Rédigez la suite de la chronique sur le concert du quartet de Sarah Murcia à l’Astrada, en commençant juste après sa dernière phrase.

Extrait du texte —

☆ ☆ ☆ ☆

Chroniques Marciennes 4 : Annie Robert

Astrada de Marciac 1° Aout  2018
Chapiteau

 
Soir de contrastes

La fraîche salle de l’Astrada accueille ce soir le quartet de Sarah Murcia, entendue au côté de Louis Sclavis il y a peu, et dont la qualité du jeu expressif et touchant m’a fait dresser l’oreille. Le projet personnel qu’elle présente ce soir s’appelle mystérieusement Caroline. Mais de la ronde douceur supposée de ce prénom point de bribes. C’est dans un monde plutôt post moderne, drapé de fracas, de pavés luisants qu’elle nous convie, un monde semé d’embûches, de rêves mutants, de fer et de béton. Un parcours urbain sans la mélancolie de Modiano pour adoucir les angles.

☆ ☆ ☆ ☆

Segment de données —
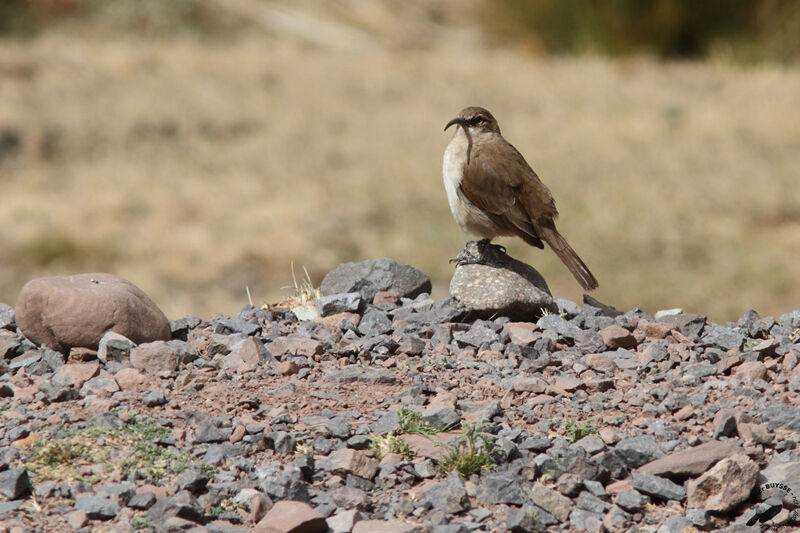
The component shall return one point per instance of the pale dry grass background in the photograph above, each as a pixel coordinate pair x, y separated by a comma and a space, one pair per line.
195, 168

☆ ☆ ☆ ☆

Réponse attendue —
La contrebasse va être tout le long du set le trait d’union, la corde raide sur laquelle le quartet va s’ancrer à travers des motifs répétés, et des boucles variées. La batterie de Frank Vaillant est augmentée de cloches, sonnettes, tambourins, blocks et autres objets tintants et renforce encore le côté aigu, parfois acide et cette impression de mécanique à l’œuvre. Gilles Coronado à la guitare déploie un jeu rock dans les aigus, rythmé et amplifié, soutenant le(s) saxophone(s) d’Olivier Py, tantôt  feulant  tantôt solaire dont on remarque le son particulièrement beau.
La voix de Sarah Murcia, son passage aux claviers également, les changements de tempos, ancrent  le groupe dans un  discours âpre, engagé et souvent troublant. Il s’y glisse des oasis de repos, des bancs verts pour se délasser les jambes de la lourdeur de l’urgence mais l’ensemble reste dense, vidé de rêves simples et débordant de désirs inassouvis.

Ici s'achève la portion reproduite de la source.